_EXTRACTED TEXT_.
↓↓↓

COVID-19 has brought about unprecedented change within general practice, especially the large-scale switch from face-to-face consultation to teleconsultation. This was a necessary response to the very real potential for surgery sessions to become ‘super-spreader events’. This would have not only increased the spread of COVID-19, but also reduced the ability of primary care to respond to the pandemic as healthcare staff inevitably became ill.
Most of us assumed that the changes would be short term. But we gradually realised that things would not go back as they were. When the pandemic eventually subsided it would leave behind some sort of ‘new normal’.
Three months ago BJGP Life called for articles on the theme of general practice after COVID-19. What will our new normal look like? What could it look like, and how could we build it? In Life and Times this month we showcase some of these articles, published in BJGP Life in April.
So what conclusions can we draw from these contributions? Perhaps it will come as no surprise that these articles provide little consensus as to how we should go forward.
THE TWO POLES
One theme is the need for a realistic review of the age-old ‘good/fast/cheap’ dilemma. (You can have any two, just not all three.) Just how much health care, of what quality, can be provided for the resources on offer? A call for realism and honesty in political debate — well, there’s a new idea!
A simplistic analysis of the other articles (representative also of those that we have not been able to include) shows there is a spectrum of opinion about the direction of travel.

↑↑↑

_INFORMATION GIVEN_.
↓↓↓

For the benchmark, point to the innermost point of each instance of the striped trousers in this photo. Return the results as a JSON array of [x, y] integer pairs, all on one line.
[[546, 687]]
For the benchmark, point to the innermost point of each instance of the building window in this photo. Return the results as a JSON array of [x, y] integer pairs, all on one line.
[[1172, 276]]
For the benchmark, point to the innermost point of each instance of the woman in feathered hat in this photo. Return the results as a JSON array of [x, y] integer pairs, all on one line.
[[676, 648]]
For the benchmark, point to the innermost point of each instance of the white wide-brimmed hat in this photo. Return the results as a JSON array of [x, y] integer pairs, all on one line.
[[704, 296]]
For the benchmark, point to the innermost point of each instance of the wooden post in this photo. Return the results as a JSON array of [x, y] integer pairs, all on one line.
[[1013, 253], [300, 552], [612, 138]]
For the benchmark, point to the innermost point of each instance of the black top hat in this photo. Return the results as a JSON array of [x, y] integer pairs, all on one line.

↑↑↑

_WHAT TO DO_.
(a) Answer these questions from the piece on general practice after COVID-19, one line each:
(i) What did surgery sessions risk becoming, which made the switch to teleconsultation necessary?
(ii) What theme did BJGP Life call for articles on three months ago?
(iii) Under the 'good/fast/cheap' dilemma, how many of the three can you have?
(b) Write the next part of the piece on general practice after COVID-19, starting after its last sentence.

_NUMBERED ANSWERS_.
(a)
(i) 'Super-spreader events'.
(ii) General practice after COVID-19.
(iii) Any two, but not all three.

(b)
Some articles focus on the potential for modern technology to give alternatives to face-to-face consulting. For simple transactions patients may find remote consulting more accessible and convenient. And perhaps remote patient monitoring, or telemedicine, may at last live up to its potential. But it is perhaps ironic that most remote consultation has been done not as video consultation, where at least both can see the other’s face, but as telephone consulting1 — available for over a century.
The other pole of this spectrum highlights what we are losing in the retreat from face-to-face consultation. What about continuity of care? What about a personal doctor–patient relationship? What about trust? What about the doctor as a witness to, and interpreter of, the patient’s lived experience of illness?
What these two poles illustrate is an inherent tension between the two aspects of medicine itself. Is the practice of medicine primarily transactional or relational?
A transactional model of medicine sees medicine as primarily biomedical in its focus. Patients need defined medical inputs. These can often be determined by algorithms and therefore may often be done more cheaply by clinicians other than doctors. The clinicians themselves are interchangeable — it is the defined intervention that matters.
A relational model of medicine sees biomedical interventions as occurring within complex, highly personal contexts requiring personalised judgements that go beyond biomedical algorithms. These will therefore depend on a deeper understanding of the patient, within their family and social setting, and over a longer timeframe. It is hard to see how such judgements could be made by a doctor, or accepted by a patient, without an established relationship of trust.
A transactional model of medicine may indeed be suitable if I am usually healthy with a strong internal locus of control and just need a sicknote, a repeat of a routine medication, or a limited one-off procedure or an emergency. The transactional model is beloved of politicians and managers — it makes the doctor an interchangeable cog who can often be sidelined altogether.
A relational model of medicine seems more suited to dealing with chronic disease and multimorbidity, especially in vulnerable populations who may have less of an internal locus of control. The relational model is hard for politicians and managers to understand or even see, and certainly does not fit in well with managerial models.
Like most things in life, we need to embrace a well-chosen mid-point between two extremes. Good medicine encompasses the transactional (we do things to people that are usually predictable), but this should be nested within an ongoing relationship of understanding and trust.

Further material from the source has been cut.